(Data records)

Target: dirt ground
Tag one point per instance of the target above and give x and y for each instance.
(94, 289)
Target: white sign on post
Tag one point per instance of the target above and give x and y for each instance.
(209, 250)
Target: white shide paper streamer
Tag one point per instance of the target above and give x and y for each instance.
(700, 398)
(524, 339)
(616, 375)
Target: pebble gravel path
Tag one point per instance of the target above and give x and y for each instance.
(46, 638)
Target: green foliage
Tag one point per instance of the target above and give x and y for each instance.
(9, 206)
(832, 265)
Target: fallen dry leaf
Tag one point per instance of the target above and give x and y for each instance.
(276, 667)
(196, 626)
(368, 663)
* * *
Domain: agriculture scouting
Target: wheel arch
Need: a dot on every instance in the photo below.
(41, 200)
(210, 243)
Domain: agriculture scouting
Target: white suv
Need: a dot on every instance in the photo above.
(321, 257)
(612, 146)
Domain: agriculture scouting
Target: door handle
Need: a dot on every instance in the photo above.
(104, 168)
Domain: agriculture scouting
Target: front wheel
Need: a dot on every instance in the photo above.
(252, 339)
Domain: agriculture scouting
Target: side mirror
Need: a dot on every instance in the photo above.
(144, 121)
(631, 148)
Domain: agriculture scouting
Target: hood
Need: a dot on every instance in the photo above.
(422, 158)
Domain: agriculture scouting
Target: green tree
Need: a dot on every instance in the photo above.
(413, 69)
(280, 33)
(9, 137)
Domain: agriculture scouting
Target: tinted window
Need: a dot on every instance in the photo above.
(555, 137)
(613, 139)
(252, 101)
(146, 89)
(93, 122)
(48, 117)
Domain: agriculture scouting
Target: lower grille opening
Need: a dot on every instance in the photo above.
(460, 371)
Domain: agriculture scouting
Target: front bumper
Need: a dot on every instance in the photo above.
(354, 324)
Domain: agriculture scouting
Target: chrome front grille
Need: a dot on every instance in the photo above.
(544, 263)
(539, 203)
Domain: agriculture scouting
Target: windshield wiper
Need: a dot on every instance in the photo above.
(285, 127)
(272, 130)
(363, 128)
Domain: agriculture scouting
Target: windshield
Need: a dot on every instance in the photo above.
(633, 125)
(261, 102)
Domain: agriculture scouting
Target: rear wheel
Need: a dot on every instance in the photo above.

TASK TO COMPLETE>
Please filter the entries above down to the lines holding "green" and copy them.

RESULT FOR THIS TASK>
Target: green foliage
Target: green tree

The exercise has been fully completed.